[DATASET RECORDS]

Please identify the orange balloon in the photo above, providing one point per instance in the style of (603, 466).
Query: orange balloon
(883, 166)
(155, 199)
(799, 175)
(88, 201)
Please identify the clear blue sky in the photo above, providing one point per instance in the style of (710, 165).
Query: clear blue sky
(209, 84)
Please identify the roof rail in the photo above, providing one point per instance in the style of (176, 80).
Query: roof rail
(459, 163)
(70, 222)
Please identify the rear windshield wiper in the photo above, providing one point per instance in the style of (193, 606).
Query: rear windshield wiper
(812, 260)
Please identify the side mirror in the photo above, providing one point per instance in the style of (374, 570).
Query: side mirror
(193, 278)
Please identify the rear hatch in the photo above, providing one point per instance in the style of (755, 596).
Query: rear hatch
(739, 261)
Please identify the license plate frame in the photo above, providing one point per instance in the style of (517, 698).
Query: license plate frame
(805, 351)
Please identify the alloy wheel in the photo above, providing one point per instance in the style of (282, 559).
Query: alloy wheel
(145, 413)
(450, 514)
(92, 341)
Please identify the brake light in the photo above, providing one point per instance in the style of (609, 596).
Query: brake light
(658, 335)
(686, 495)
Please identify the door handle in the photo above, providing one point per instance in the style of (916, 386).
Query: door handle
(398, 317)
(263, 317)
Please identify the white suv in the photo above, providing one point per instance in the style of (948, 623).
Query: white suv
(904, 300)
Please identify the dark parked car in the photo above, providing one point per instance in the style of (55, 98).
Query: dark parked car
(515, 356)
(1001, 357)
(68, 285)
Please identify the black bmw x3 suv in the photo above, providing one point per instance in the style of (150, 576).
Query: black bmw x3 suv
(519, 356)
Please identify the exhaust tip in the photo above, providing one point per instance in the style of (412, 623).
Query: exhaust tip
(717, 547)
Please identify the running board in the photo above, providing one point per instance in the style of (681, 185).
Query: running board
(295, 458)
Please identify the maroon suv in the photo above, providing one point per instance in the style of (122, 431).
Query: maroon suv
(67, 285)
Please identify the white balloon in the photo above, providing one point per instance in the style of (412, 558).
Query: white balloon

[/DATASET RECORDS]
[DATASET RECORDS]

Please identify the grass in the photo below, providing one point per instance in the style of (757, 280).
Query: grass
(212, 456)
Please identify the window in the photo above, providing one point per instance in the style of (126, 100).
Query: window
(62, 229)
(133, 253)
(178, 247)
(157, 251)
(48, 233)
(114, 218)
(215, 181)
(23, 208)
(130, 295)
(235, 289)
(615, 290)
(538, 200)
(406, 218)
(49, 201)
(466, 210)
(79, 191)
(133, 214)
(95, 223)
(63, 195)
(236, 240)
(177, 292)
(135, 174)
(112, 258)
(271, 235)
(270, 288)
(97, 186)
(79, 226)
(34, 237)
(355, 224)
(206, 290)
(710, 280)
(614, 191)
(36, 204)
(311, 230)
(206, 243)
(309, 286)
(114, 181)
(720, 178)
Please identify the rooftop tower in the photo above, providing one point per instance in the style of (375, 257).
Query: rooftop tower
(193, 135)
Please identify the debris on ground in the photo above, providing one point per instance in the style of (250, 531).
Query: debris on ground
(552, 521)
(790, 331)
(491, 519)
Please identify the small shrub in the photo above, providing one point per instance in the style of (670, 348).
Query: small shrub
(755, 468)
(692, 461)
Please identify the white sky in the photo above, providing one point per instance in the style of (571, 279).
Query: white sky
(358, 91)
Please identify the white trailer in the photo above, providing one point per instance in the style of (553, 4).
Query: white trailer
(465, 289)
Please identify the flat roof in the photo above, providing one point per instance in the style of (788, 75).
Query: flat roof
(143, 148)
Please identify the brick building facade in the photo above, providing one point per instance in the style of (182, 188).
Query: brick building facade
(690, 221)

[/DATASET RECORDS]
[DATASET RECORDS]

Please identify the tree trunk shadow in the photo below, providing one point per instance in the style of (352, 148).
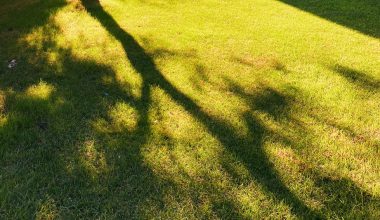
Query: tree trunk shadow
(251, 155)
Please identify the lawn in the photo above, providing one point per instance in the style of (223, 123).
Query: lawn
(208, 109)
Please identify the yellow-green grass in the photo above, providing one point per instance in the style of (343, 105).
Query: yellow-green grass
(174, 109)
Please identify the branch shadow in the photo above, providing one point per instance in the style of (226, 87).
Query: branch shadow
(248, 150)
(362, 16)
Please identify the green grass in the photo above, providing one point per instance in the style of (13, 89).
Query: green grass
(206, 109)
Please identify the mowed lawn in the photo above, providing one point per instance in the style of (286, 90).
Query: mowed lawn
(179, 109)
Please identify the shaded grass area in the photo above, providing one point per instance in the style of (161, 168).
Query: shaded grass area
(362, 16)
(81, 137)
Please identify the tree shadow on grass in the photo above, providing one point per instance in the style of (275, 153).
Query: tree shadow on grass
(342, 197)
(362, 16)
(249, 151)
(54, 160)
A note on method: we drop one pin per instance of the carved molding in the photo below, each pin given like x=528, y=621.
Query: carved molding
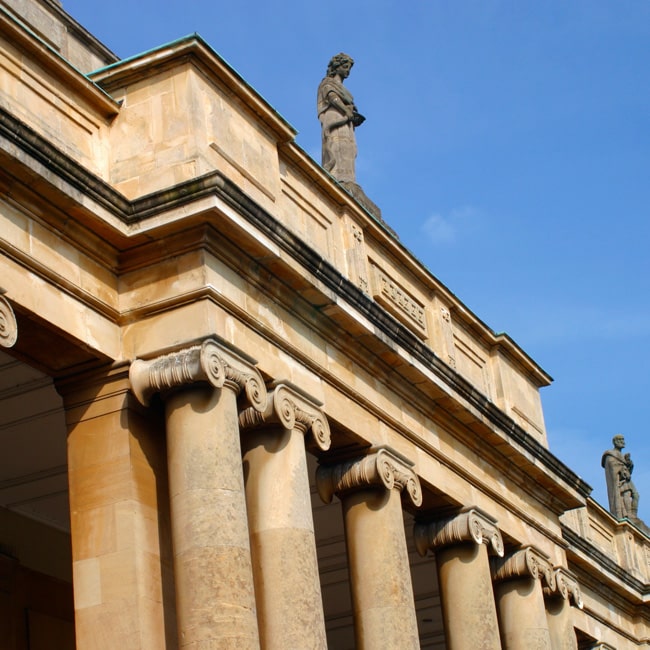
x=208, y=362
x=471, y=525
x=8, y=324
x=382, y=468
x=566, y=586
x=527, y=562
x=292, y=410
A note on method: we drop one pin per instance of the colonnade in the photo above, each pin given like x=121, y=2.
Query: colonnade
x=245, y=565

[/DATASET RECORDS]

Could you return exactly the stretch of the data above that starts at the line with "Query: yellow-green grass" and ends at the line with "Please identify the green", both lines included?

Query: yellow-green grass
(174, 109)
Please identify the branch shadow in the photo above, providing one point per instance in the style of (226, 87).
Query: branch shadow
(248, 150)
(362, 16)
Please identify the green grass in the photo above, providing one point per instance in the style of (13, 89).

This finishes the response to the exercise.